Source excerpt –
Sir Charles Wheeler.] Whenever a mistake arises amongst persons of honour, all quarrels cease. This here
arises upon such a thing; and no question but Howard
will retract what is grounded upon a mistake—If this be
so, an end may be put to this matter. He is persuaded
that Howard had not the least intent to reflect on the
House; because, when gentlemen fall out, they invent
and take up names and words provoking, though not
true; therefore would have Howard asked, whether he
had the least thought of reflection on the House.
Mr Stockdale.] Would not have Howard fore-judged,
but let him have a day for notice to appear.
Sir Nicholas Carew.] Is sensible of the gentleman's infirmity, the gout; 'tis his own. Has known him long
to be an honourable person; and hopes, as to this matter, he will be innocent—Would have a day appointed
for his appearance.
Ordered, That Mr Howard be sent to, to attend this House
on this day seven-night.
Sir Nicholas Carew.] Be the Paper whose it will, it is
a scandalous Paper; and moves to have it burnt.
Sir Thomas Littleton.] If the Paper be burnt, we shall
not have it here to prove it. Would not have it burnt
till the whole thing be over.
Mr Garroway.] 'Till you declare it a Breach of Privilege, what will you send for Howard for? Therefore
moves to have it voted a scandalous Paper, and a breach
of Privilege.
Col. Birch.] The Paper might be read, before you put
the Question; but not upon an adjourned Debate.
The Speaker.] The Paper was once read, and needs
not be read again.
The Letter was read, [as above, p. 292.]
Sir Thomas Meres.] If he speaks not, he may be
thought to yield to the report of the letter. He has had
Papers, long before this, thrown into his House, and
has been so far from giving you the trouble, that he has
not so much as spoken of them; but, sa to this Paper, it
was handed to him in the House, and he showed it to
Lord Cavendish.
Resolved, That the Paper, produced and read, is a scandalous
Paper, and a breach of the Privilege of this House.
The Speaker, leaving the Chair, and then taking it again, upon
the confused calling of Sir Thomas Jones, and Sir Charles Harbord,
into the Chair of the Grand Committee; Jones being very forward to take the Chair, Meres gave him a check, and said "he
would rather have Harbord, for his modesty."
Sir Nicholas Carew.] Moves for the Question (upon
Jones's saying, he has been named) and would not have
him laid aside without a Question.
Sir Thomas Jones.] Is sorry that his name has brought a
Debate; but, being mentioned by most about him, he
rose up, but without any indecency. Desires he may be
no farther named, but that Sir Charles Harbord may take
the Chair.
Mr Mallet.] Hearing those about Jones say, "Why
do not you go up? Why do not you go up?" That
makes him dislike it.
In a Grand Committee. On the King's Speech.

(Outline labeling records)
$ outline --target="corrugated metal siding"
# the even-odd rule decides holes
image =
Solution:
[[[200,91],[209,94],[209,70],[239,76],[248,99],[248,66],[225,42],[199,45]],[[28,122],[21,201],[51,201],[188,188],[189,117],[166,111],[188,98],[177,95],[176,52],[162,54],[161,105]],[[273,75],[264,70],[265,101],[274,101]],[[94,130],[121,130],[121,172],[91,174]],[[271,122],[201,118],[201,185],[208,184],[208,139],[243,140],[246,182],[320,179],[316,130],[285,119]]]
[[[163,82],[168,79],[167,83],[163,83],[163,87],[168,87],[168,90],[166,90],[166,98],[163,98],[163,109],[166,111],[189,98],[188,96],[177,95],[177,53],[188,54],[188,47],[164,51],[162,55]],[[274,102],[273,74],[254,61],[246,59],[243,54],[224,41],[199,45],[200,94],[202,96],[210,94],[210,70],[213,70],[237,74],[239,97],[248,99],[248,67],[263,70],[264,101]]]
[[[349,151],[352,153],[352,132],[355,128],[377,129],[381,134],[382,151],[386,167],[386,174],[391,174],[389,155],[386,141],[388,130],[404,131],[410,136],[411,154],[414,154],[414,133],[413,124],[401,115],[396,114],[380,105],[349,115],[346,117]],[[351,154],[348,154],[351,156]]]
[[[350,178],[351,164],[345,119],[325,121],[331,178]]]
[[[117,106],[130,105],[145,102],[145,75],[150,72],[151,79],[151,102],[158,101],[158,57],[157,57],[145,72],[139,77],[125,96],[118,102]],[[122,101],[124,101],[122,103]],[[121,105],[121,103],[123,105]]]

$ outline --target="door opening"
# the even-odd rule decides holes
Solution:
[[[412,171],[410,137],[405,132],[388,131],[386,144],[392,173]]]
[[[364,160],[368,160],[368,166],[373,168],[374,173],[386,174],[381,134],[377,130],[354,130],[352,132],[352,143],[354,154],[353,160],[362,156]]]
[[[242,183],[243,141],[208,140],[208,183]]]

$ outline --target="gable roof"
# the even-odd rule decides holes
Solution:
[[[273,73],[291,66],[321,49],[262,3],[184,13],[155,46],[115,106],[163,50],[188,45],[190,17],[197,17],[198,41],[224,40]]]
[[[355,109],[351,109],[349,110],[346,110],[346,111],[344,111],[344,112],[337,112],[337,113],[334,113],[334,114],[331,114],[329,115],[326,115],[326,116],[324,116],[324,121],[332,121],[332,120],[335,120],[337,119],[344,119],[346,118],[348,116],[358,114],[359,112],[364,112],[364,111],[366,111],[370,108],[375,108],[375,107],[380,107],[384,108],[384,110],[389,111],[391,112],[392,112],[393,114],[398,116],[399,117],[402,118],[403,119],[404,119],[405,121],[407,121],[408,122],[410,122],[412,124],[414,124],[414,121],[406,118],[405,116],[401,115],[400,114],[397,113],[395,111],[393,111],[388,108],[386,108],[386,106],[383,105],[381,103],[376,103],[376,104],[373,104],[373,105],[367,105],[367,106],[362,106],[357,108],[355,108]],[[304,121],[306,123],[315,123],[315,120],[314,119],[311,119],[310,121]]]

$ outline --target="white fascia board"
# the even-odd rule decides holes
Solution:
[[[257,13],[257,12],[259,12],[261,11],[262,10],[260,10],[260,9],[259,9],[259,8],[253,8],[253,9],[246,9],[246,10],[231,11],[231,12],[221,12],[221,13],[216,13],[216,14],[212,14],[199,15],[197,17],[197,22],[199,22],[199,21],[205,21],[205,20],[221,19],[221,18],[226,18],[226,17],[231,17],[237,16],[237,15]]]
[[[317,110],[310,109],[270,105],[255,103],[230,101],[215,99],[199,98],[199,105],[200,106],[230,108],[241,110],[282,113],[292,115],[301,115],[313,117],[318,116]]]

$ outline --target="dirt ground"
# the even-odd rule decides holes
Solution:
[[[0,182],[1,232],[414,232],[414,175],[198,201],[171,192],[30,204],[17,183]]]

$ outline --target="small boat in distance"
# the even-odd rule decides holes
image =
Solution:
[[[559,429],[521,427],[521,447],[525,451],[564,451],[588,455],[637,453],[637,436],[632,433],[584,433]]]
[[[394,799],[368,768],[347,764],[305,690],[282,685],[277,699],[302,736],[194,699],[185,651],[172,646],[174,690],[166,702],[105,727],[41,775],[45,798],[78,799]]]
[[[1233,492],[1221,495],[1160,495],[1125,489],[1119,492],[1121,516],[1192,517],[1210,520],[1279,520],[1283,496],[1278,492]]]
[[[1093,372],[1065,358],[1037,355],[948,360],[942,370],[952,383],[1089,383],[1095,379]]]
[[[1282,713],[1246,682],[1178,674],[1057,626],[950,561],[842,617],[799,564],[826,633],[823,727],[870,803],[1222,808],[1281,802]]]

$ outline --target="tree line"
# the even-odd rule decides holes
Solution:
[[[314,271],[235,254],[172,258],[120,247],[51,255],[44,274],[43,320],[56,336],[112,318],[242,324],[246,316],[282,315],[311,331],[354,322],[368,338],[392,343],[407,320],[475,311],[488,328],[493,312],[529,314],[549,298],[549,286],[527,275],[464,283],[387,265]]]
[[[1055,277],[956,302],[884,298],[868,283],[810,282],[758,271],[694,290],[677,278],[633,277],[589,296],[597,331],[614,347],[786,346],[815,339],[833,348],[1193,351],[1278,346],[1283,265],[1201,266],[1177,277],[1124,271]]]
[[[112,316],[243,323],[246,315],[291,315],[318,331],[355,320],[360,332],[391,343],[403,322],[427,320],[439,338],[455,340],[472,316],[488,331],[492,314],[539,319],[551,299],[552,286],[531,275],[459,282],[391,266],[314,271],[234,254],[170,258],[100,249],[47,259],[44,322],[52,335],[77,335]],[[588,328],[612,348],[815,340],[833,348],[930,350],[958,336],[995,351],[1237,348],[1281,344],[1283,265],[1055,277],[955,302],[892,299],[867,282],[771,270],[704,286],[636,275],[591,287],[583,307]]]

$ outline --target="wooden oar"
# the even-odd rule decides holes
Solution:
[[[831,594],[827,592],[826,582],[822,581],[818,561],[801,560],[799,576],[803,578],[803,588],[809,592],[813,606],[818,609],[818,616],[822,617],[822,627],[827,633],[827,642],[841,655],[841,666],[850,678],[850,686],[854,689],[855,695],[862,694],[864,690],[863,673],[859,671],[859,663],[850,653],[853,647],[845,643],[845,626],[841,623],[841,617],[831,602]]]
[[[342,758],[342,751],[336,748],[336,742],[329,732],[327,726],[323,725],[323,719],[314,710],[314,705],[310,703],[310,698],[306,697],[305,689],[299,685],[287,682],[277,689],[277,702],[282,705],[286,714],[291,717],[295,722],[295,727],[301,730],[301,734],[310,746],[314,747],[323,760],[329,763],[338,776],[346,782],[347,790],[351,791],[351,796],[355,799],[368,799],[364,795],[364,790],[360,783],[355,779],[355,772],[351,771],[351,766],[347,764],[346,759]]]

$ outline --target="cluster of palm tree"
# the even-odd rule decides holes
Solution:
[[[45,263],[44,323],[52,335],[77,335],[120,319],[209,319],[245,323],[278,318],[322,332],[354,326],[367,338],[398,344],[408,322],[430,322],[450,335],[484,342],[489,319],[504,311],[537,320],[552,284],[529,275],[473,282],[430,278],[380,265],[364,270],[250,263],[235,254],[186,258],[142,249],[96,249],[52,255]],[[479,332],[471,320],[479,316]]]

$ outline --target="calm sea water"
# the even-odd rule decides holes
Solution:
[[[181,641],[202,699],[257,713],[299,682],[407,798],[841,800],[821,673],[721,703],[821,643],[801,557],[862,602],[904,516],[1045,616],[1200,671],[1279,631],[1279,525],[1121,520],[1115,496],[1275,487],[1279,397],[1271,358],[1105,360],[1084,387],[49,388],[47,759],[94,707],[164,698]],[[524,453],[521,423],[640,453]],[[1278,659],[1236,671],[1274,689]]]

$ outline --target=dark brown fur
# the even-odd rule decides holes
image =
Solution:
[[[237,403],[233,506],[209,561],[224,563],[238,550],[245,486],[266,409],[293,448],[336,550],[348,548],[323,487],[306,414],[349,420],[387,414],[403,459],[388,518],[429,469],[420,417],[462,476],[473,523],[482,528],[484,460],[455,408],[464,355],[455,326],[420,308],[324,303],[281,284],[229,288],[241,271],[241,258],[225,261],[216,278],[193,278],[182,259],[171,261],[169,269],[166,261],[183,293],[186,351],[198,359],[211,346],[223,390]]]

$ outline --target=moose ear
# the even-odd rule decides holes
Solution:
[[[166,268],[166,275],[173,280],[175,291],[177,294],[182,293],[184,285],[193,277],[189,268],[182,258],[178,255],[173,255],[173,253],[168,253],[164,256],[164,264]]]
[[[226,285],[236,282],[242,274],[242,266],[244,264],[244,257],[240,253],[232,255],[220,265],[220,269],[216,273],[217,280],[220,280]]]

Aim – Reproduce the passage of the parliamentary debate excerpt that begins with the words containing "Mr Stockdale.] Would" and ends with "this day seven-night.".

Reply –
Mr Stockdale.] Would not have Howard fore-judged,
but let him have a day for notice to appear.
Sir Nicholas Carew.] Is sensible of the gentleman's infirmity, the gout; 'tis his own. Has known him long
to be an honourable person; and hopes, as to this matter, he will be innocent—Would have a day appointed
for his appearance.
Ordered, That Mr Howard be sent to, to attend this House
on this day seven-night.